● EXTRACT PROVIDED
GPU Acceleration¶
This page answers one question: when does GPU acceleration help q2mm today, and what kind of speedup is realistic? It focuses on dedicated CPU-vs-GPU comparison runs rather than on the full benchmark matrices.
Scope¶
- Hardware: NVIDIA RTX 5090 (Blackwell), float64 throughout
- Workloads: dedicated JAX and JAX-MD CPU/GPU comparisons on CH₃F and Rh-enamide
- Comparison metric: seconds per evaluation (
s/eval); total evaluation count can differ between devices - Related pages: Small Molecules for the full CH₃F matrix and Rh-Enamide for the selected overnight large-system run
CPU-vs-GPU comparisons completed so far¶
All runs below are full L-BFGS-B optimizations executed sequentially on an idle
machine. Default rows are grouped by system and backend; use the filters and
sortable headers to compare system/backend/device slices directly. Relative
speed vs CPU is the device-level comparison to use when deciding whether GPU
is worthwhile.
| System | Backend | Device | s/eval | Evals | Wall time | Relative speed vs CPU |
|---|---|---|---|---|---|---|
| Rh-enamide | JAX-MD (OPLSAA) | GPU | 13.44 | 447 | 6,009 s | 5.61x |
| Rh-enamide | JAX-MD (OPLSAA) | CPU | 75.38 | 316 | 23,819 s | baseline |
| Rh-enamide | JAX (harmonic) | GPU | 12.60 | 31 | 391 s | 2.08x |
| Rh-enamide | JAX (harmonic) | CPU | 26.17 | 21 | 550 s | baseline |
| CH₃F | JAX (harmonic) | GPU | 0.054 | 132 | 7.1 s | 0.20x |
| CH₃F | JAX (harmonic) | CPU | 0.011 | 95 | 1.0 s | baseline |
Interpretation¶
- GPU speedup appears once the workload is large enough and the force field is complex enough to keep the device busy. The strongest current example is JAX-MD on Rh-enamide at 5.61x faster than CPU on a per-evaluation basis.

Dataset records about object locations
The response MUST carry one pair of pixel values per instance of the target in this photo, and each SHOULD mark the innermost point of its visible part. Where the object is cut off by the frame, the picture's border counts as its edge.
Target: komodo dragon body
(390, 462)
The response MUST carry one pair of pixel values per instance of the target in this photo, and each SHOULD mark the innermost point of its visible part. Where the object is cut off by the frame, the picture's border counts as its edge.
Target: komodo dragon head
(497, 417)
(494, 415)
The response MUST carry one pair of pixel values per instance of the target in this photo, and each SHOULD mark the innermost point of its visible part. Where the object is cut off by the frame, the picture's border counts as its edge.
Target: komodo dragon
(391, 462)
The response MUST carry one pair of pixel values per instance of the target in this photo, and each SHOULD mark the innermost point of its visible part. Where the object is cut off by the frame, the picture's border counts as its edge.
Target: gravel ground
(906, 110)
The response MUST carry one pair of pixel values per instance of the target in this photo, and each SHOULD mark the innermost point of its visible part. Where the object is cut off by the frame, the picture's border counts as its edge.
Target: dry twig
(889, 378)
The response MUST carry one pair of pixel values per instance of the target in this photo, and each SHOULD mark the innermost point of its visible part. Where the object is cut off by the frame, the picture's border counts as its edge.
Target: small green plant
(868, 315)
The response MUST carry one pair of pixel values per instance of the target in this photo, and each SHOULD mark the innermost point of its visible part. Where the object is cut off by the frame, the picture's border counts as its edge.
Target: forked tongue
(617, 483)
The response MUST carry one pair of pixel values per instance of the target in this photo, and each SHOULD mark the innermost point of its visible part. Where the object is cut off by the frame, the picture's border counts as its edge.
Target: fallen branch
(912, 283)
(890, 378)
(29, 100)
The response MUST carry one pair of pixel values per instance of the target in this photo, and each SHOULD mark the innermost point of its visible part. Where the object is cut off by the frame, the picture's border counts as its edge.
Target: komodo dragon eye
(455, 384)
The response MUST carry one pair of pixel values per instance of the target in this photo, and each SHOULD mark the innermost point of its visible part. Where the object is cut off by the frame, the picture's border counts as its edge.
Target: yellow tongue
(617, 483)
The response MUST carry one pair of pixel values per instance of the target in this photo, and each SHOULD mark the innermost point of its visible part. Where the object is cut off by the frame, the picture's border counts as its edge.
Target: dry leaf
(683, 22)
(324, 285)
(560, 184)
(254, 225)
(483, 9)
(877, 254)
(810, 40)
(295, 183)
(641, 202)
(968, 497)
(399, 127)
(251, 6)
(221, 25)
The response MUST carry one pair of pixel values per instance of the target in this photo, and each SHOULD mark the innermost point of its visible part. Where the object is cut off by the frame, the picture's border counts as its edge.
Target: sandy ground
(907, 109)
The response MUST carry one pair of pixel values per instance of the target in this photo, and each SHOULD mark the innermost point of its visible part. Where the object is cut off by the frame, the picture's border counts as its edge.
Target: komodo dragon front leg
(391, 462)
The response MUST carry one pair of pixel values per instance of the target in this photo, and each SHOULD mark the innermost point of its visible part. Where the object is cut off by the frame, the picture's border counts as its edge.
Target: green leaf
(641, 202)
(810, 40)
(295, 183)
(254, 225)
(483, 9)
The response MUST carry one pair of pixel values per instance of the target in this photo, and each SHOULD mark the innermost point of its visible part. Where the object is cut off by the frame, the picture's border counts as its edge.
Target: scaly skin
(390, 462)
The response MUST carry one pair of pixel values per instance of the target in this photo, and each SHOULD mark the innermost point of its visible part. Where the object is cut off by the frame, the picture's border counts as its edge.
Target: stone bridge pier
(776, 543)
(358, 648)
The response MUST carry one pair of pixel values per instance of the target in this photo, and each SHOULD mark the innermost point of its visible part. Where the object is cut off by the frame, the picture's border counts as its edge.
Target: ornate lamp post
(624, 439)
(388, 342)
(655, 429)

● WORK INSTRUCTIONS
1. Rewrite the passage of the GPU acceleration page starting with "GPU Acceleration¶" and going on through "full benchmark matrices.", swapping "benchmark matrices" for "benchmark tables".
2. Extend the GPU acceleration page past its last sentence.

● PER-TASK OUTPUTS
1.
GPU Acceleration¶
This page answers one question: when does GPU acceleration help q2mm today, and what kind of speedup is realistic? It focuses on dedicated CPU-vs-GPU comparison runs rather than on the full benchmark tables.

2.
- Small systems still favor CPU. CH₃F is faster on CPU because kernel-launch overhead dominates the actual arithmetic.
- Compare
s/eval, not raw evaluation counts. CPU and GPU can take slightly different optimization paths because of floating-point reduction-order differences. - The three main reasons GPU can still lose are unchanged: consumer-GPU float64 throughput is limited, Hessians are still relatively small, and the frequency objective evaluates molecules sequentially rather than in one large batched kernel.
- The selected overnight Rh-enamide sweep is useful feasibility evidence for OpenMM CUDA and large-system screening, but its outcome-by-outcome details belong on Rh-Enamide rather than on this device-comparison page.
- Grad-simp cycling now works on JAX GPU (see Rh-Enamide). JAX MM3 grad-simp reached the same 42.7 RMSD as the OpenMM overnight run in ~25 minutes on the RTX 5090 — a ~23× optimizer-time improvement. This was unblocked by Hessian symmetrisation and bound-aware sensitivity analysis that prevent the eigenvalue failures that previously killed every JAX/JAX-MD grad-simp attempt.
Why float64 still matters on RTX 5090-class GPUs
q2mm keeps these benchmark runs in float64 because the frequency path is still sensitive to Hessian precision, especially for larger systems with soft modes.
| Hardware class | Example | FP64 : FP32 throughput |
|---|---|---|
| Consumer GPU | RTX 5090 | 1 : 64 |
| Datacenter GPU | NVIDIA A100 | 1 : 2 |
That gap is one reason CH₃F can still be faster on CPU even when a consumer GPU is present: q2mm's Hessian/frequency workflow does not get to use the much larger FP32 throughput numbers that GeForce-class cards advertise.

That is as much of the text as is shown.